- **引用文**:
アーザル・ナフィーシー●1950年頃テヘランで生まれる。13歳から海外留学し、欧米で教育を受ける。イラン革命直後に帰国しテヘラン大学の教員となるも、ヴェールの着用を拒否し、テヘラン大学から追放される。97年にアメリカに移住。現在ジョンズ・ホプキンズ大学教授。


横里 隆

(本誌編集長。次号の表紙はなんと、敬愛してやまない中島みゆきさん!です。11 月22 日発売のアルバム『ララバイSINGER』も素晴らしいです! 乞うご期待)

本に救われた著者によるこの本が
再び多くの人々を救うだろう


ブラッドベリの作品に『華氏451度』という、本が燃えるときの温度・華氏451度(摂氏233度)をタイトルにした名作がある。すべての本が悪影響を及ぼすものとして規制され、焼き払われてしまうという暗澹たる未来を舞台にしたもの。歴史上でも、秦の始皇帝やナチス・ドイツによる焚書などが有名だが、今の時代にブラッドベリのSF小説のようなことが起こっているとは想像だにしなかった。著者は言う「テヘランで『ロリータ』を読んでいる私たちを想像してほしい」と。何度も何度も言う。言われるままに想像し、その情景に胸を打たれた。そして思い知ったことがある。“本は人を救う”のだということを。強大な圧政に苦しむ人も、身近な人間関係のきしみに苦しむ人も、本が支えてくれる。本は、同じように苦しみにさらされた作家たちが、どう向き合い、どう乗り越えたか、その軌跡が綴られたものだからだ。何百年も、何千年も、人は過ちを繰り返し、苦しみを繰り返し、後悔を繰り返してきた。文字がなく、本がなければ永遠に繰り返されるかもしれない負のループから、僕たちは抜け出す術を持っている。それが本だ。一方で本書は、まるで『赤毛のアン』のような爽やかさに満ちていた。本に支えられた著者によるこの本がまた、多くの苦しみから人々を救うに違いない。それはとても正しいループのように感じた。

- **課題の条件**:
1: 引用文のうち、「アーザル・ナフィーシー●19」から「正しいループのように感じた。」までを一字も変えずに書き出してください。
2: 下の一覧から、「pine」という文字列を含む行をすべて抜き出して並べてください。

- **データ抜粋**:
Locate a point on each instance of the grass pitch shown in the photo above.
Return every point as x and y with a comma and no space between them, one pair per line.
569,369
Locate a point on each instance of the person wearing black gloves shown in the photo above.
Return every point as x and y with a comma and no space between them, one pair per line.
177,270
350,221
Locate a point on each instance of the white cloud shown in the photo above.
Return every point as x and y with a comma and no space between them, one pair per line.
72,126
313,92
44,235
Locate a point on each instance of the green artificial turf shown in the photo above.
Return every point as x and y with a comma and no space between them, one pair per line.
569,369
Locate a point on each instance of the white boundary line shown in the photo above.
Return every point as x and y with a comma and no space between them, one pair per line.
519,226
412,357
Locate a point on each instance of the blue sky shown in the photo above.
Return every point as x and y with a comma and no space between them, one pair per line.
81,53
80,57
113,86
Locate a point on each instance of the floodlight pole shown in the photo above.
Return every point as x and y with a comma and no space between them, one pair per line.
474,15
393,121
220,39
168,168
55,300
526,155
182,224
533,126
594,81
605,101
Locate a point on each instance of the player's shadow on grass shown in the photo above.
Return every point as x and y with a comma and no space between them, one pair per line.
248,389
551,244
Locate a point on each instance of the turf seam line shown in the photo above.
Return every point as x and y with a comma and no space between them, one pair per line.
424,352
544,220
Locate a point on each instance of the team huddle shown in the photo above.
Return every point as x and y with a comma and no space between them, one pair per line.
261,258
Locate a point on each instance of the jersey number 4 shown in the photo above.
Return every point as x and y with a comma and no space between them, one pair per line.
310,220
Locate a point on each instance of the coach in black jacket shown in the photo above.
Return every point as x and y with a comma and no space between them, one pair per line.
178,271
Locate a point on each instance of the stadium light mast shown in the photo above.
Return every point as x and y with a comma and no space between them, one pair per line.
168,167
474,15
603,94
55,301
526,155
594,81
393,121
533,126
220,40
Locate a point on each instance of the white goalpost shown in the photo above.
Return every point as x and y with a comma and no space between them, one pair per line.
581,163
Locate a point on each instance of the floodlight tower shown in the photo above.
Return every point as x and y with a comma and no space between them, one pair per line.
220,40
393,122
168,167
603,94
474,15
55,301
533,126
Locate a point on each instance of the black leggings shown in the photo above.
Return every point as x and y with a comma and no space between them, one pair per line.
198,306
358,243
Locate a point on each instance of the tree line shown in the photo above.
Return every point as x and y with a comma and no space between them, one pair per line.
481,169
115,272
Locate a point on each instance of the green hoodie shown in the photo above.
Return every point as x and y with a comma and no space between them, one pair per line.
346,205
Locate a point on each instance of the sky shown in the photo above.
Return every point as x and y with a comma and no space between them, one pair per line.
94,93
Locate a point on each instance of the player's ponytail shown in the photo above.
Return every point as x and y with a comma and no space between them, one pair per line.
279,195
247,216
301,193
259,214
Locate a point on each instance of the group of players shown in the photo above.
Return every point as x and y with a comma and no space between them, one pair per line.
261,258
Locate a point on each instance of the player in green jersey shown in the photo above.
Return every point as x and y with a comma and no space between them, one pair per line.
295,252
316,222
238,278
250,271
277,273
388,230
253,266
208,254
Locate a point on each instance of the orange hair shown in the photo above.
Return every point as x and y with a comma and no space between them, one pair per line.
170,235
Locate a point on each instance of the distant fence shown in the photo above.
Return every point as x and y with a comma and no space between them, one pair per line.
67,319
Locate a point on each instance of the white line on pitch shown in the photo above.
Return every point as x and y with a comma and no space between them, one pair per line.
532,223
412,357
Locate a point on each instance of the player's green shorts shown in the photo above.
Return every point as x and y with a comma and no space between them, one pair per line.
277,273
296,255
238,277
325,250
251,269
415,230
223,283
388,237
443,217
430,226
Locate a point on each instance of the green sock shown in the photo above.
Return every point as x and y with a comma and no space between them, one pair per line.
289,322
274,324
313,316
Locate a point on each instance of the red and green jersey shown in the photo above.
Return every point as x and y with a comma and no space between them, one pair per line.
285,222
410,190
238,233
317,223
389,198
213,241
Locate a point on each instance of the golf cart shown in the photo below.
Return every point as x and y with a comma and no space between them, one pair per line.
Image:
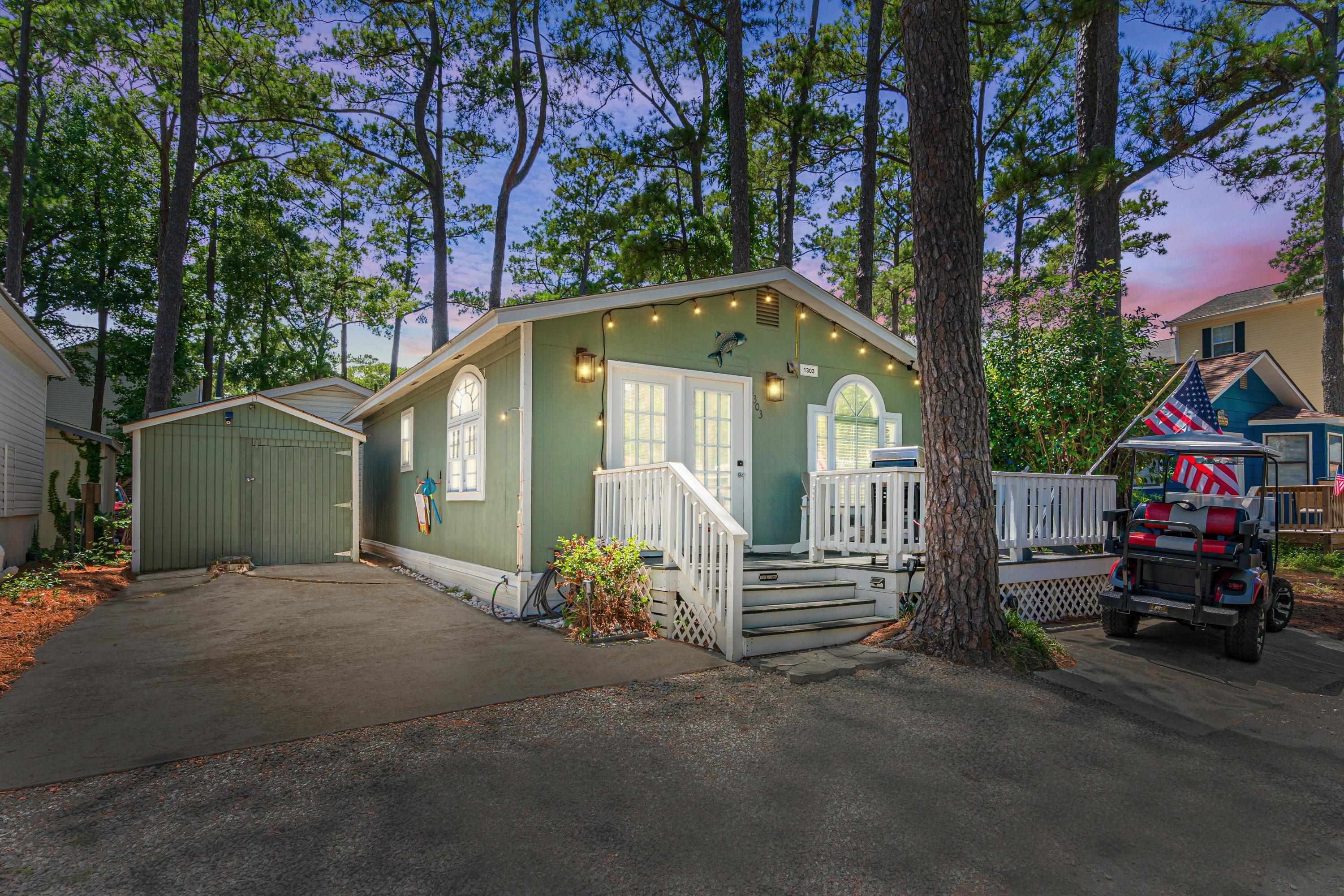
1201,559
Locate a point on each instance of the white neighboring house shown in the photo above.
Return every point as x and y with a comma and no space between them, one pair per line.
27,361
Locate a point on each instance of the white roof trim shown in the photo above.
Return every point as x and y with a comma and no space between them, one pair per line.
783,280
197,410
280,392
38,349
1280,383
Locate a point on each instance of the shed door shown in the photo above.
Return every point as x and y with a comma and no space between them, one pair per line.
300,503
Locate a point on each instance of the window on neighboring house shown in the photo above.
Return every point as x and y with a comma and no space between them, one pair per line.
1295,468
465,437
843,435
408,440
1223,340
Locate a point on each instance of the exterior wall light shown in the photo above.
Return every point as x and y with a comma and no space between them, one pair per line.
584,366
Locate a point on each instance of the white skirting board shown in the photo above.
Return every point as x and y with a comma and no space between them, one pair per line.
476,579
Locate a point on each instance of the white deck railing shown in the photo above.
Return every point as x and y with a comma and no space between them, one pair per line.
666,507
882,511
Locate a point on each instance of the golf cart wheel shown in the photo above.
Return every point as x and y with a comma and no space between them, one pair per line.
1119,625
1246,638
1281,605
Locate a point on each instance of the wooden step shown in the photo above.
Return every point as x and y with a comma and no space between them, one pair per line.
808,636
806,612
796,591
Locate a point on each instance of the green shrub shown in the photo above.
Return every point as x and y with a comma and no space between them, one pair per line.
1029,646
29,587
620,599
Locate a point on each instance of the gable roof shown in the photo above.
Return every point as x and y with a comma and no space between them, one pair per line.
496,323
85,435
1221,373
35,347
281,392
1240,302
175,414
1284,414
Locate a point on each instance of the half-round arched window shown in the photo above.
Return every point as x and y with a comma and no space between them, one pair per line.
843,432
465,474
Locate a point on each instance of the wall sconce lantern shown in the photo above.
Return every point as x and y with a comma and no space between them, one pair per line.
584,366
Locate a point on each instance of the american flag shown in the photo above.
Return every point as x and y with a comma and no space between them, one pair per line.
1189,410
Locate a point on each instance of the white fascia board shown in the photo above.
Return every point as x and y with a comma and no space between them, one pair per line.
197,410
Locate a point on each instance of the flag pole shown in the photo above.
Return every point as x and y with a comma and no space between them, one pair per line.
1142,414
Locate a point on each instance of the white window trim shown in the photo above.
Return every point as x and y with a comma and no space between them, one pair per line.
828,412
1311,456
408,414
479,493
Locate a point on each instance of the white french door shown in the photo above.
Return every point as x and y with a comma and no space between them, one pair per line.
666,414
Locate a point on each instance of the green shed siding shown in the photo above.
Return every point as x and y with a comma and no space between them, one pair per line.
482,532
568,443
198,505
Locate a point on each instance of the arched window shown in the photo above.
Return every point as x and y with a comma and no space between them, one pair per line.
843,432
465,474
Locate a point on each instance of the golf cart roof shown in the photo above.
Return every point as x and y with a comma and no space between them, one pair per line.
1201,444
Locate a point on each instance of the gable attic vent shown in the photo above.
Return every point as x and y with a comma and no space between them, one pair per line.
768,308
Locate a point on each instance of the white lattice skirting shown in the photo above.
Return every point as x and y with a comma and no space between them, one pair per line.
1054,599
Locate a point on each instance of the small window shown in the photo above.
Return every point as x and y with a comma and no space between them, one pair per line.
465,474
408,440
1295,466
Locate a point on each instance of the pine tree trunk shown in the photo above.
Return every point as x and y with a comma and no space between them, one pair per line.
1097,107
796,123
159,389
1332,221
740,189
18,156
959,613
869,164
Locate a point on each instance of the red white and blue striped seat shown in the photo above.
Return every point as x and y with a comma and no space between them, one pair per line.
1217,524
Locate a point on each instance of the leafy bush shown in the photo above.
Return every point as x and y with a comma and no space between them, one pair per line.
1311,559
1029,646
620,599
30,587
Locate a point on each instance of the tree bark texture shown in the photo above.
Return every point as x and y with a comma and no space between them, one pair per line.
796,125
159,389
18,158
869,164
1097,107
1332,222
519,166
740,189
959,613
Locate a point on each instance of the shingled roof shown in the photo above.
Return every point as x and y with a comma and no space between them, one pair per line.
1230,303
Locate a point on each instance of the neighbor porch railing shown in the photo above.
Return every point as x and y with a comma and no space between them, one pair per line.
666,507
883,511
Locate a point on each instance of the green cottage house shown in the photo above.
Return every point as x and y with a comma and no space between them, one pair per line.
689,416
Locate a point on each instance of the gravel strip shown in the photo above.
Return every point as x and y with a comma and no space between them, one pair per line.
918,778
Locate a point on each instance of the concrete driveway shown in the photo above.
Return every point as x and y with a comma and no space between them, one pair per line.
186,665
1179,677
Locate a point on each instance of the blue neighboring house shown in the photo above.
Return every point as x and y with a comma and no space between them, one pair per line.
1254,398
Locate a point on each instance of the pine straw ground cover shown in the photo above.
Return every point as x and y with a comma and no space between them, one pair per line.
30,617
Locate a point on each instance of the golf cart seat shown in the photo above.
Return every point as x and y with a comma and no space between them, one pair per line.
1218,526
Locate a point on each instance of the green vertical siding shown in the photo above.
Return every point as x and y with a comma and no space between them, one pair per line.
198,505
568,445
482,532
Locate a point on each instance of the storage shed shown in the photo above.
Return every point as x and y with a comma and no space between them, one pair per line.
242,476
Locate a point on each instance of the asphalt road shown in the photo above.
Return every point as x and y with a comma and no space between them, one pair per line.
183,665
921,778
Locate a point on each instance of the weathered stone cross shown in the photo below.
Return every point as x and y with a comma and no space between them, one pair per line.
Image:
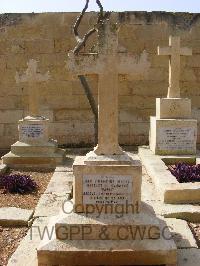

- **課題の解答**:
1:
アーザル・ナフィーシー●1950年頃テヘランで生まれる。13歳から海外留学し、欧米で教育を受ける。イラン革命直後に帰国しテヘラン大学の教員となるも、ヴェールの着用を拒否し、テヘラン大学から追放される。97年にアメリカに移住。現在ジョンズ・ホプキンズ大学教授。


横里 隆

(本誌編集長。次号の表紙はなんと、敬愛してやまない中島みゆきさん!です。11 月22 日発売のアルバム『ララバイSINGER』も素晴らしいです! 乞うご期待)

本に救われた著者によるこの本が
再び多くの人々を救うだろう


ブラッドベリの作品に『華氏451度』という、本が燃えるときの温度・華氏451度(摂氏233度)をタイトルにした名作がある。すべての本が悪影響を及ぼすものとして規制され、焼き払われてしまうという暗澹たる未来を舞台にしたもの。歴史上でも、秦の始皇帝やナチス・ドイツによる焚書などが有名だが、今の時代にブラッドベリのSF小説のようなことが起こっているとは想像だにしなかった。著者は言う「テヘランで『ロリータ』を読んでいる私たちを想像してほしい」と。何度も何度も言う。言われるままに想像し、その情景に胸を打たれた。そして思い知ったことがある。“本は人を救う”のだということを。強大な圧政に苦しむ人も、身近な人間関係のきしみに苦しむ人も、本が支えてくれる。本は、同じように苦しみにさらされた作家たちが、どう向き合い、どう乗り越えたか、その軌跡が綴られたものだからだ。何百年も、何千年も、人は過ちを繰り返し、苦しみを繰り返し、後悔を繰り返してきた。文字がなく、本がなければ永遠に繰り返されるかもしれない負のループから、僕たちは抜け出す術を持っている。それが本だ。一方で本書は、まるで『赤毛のアン』のような爽やかさに満ちていた。本に支えられた著者によるこの本がまた、多くの苦しみから人々を救うに違いない。それはとても正しいループのように感じた。

2:
Locate a point on each instance of the pine tree trunk shown in the photo above.
Locate a point on each instance of the pine straw ground cover shown in the photo above.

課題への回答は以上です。